Could you give the material from the line with "In this exercise you will find the shed" up to and including the line with "[(123, 172), (218, 149), (77, 152)]" again, changing "drop" to "place" and leaving everything else the same?
══ EXTRACTED ENTRIES ══
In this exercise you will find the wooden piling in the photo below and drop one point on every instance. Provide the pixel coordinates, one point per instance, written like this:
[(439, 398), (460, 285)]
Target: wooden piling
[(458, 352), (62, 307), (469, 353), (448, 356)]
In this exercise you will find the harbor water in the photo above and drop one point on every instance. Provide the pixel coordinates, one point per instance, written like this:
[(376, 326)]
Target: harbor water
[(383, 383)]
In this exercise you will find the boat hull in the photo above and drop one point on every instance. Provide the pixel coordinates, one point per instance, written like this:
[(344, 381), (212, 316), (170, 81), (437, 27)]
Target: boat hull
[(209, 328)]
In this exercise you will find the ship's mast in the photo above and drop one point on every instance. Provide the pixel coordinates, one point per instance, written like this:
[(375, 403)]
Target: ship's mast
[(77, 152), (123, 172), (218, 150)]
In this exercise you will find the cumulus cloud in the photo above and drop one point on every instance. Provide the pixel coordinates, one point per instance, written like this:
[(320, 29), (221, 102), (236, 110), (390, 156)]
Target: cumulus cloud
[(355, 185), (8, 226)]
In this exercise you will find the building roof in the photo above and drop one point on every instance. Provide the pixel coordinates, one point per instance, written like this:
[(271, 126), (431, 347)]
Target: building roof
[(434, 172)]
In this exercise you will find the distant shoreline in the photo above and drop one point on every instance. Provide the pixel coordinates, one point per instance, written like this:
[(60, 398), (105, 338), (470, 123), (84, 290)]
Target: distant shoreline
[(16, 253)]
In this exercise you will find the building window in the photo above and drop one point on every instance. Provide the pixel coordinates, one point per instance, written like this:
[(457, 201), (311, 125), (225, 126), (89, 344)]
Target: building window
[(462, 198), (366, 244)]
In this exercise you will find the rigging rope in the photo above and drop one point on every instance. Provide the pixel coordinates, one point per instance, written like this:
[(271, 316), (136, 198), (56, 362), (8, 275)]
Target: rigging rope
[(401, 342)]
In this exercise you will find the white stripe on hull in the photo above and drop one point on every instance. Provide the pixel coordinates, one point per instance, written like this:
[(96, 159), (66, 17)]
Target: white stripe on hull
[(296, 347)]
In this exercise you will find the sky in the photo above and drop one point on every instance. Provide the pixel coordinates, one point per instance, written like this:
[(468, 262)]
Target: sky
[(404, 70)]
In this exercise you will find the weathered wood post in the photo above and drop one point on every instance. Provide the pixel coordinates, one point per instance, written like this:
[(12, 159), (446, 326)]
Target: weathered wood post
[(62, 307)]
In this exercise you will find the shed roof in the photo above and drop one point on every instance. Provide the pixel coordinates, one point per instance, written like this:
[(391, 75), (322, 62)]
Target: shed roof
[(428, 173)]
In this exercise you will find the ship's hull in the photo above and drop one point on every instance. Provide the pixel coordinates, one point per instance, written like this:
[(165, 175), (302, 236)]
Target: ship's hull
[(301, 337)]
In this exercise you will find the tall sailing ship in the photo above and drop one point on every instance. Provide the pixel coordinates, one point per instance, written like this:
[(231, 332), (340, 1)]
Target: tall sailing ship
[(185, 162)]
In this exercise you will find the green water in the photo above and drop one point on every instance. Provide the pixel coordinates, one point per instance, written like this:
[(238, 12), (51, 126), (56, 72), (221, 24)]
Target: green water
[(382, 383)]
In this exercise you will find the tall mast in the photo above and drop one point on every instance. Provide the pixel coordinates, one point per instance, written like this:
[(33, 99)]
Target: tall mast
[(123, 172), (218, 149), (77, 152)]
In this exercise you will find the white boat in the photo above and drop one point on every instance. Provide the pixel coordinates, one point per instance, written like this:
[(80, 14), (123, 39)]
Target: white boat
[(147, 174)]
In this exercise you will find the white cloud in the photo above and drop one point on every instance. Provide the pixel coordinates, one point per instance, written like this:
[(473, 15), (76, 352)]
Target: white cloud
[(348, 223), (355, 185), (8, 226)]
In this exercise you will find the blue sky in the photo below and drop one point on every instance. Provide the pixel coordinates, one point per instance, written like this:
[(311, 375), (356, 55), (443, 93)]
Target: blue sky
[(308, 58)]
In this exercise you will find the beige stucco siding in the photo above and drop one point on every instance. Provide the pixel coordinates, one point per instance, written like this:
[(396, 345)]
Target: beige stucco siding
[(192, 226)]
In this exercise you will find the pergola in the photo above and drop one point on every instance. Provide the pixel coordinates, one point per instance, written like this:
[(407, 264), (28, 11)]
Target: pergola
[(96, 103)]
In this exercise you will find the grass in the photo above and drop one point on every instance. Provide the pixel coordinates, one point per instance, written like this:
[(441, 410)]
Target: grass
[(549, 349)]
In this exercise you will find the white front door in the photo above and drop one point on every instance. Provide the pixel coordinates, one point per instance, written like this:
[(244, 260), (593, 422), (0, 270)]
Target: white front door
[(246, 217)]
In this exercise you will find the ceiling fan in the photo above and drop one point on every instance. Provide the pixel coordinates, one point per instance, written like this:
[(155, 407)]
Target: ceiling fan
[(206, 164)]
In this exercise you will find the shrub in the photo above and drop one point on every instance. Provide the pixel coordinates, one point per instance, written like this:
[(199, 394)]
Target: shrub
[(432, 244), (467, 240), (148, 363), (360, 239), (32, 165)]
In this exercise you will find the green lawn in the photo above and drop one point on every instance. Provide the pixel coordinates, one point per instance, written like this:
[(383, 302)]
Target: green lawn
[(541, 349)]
═══
══ EXTRACTED ENTRIES ══
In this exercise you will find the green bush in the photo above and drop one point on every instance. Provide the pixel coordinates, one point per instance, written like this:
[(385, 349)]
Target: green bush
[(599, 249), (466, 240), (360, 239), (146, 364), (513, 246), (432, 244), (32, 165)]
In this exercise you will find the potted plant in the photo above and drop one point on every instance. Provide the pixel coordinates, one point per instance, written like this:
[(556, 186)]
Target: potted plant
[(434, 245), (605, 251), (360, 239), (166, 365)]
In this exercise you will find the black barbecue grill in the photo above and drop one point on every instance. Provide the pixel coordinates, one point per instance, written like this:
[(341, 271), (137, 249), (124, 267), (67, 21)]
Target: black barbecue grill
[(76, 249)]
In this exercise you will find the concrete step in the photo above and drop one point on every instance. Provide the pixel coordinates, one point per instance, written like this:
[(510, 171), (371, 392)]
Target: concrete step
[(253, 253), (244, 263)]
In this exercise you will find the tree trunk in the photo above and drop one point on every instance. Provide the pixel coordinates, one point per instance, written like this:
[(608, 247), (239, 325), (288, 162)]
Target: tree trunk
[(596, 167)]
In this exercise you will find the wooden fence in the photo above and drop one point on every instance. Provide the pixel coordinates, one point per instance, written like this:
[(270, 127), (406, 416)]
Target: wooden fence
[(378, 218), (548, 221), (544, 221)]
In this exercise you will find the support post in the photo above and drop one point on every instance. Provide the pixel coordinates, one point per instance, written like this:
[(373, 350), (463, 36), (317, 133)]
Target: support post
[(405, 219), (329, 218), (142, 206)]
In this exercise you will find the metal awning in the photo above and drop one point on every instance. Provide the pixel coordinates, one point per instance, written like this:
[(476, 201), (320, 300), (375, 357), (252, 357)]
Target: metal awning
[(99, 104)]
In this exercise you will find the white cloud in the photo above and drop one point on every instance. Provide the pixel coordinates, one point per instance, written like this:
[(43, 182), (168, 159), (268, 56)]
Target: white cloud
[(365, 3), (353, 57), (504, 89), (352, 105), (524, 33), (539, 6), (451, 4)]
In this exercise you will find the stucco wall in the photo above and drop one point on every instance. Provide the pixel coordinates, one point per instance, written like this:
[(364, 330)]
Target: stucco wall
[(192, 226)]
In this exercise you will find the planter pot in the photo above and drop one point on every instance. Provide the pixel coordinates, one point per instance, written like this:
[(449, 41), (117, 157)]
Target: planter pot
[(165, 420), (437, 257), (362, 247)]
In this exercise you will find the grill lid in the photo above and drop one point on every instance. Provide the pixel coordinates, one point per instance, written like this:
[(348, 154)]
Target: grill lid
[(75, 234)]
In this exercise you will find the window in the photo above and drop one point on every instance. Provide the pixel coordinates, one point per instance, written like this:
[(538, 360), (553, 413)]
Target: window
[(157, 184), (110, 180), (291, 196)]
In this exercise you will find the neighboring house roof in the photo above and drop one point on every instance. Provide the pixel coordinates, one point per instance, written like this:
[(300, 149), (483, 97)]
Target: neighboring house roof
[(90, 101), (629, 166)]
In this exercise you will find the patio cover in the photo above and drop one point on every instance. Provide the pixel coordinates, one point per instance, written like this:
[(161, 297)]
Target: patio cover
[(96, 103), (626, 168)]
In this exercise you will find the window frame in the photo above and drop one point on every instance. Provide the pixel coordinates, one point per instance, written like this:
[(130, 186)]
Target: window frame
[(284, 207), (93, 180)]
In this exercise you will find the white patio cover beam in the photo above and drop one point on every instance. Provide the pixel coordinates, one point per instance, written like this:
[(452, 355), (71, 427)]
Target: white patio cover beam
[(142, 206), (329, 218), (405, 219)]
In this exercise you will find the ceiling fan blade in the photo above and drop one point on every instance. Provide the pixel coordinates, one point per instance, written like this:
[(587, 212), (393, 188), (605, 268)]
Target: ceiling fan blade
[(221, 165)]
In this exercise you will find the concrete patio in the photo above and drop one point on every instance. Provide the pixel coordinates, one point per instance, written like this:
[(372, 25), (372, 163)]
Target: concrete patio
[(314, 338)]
═══
▸ EXERCISE RESPONSE
In this exercise you will find the shed roof in the photo above and place one point on every instance. Provide the pixel coordinates, one point per instance, written like this:
[(391, 75), (322, 62)]
Target: shed roof
[(428, 173)]
In this exercise you will find the ship's hull in the photo above and place one point on every instance. Provide the pixel coordinates, one point per instance, written like this:
[(165, 175), (302, 236)]
Target: ship's hull
[(301, 337)]
In this exercise you will find the tall sailing ship in the photo above and place one point on every instance. Provide the pixel coordinates, one point per instance, written like this:
[(231, 332), (340, 1)]
Target: tall sailing ship
[(185, 162)]
In this exercise you will find the green water in the photo above and place one point on every instance. Provide the pixel coordinates, one point per instance, written like this:
[(238, 12), (51, 126), (56, 72), (221, 24)]
Target: green water
[(382, 383)]
In this exercise you will find the tall mast in the photo above and place one point on every instance. Provide the pixel coordinates, one point per instance, written like this:
[(33, 99)]
Target: tall mast
[(123, 172), (218, 149), (77, 152)]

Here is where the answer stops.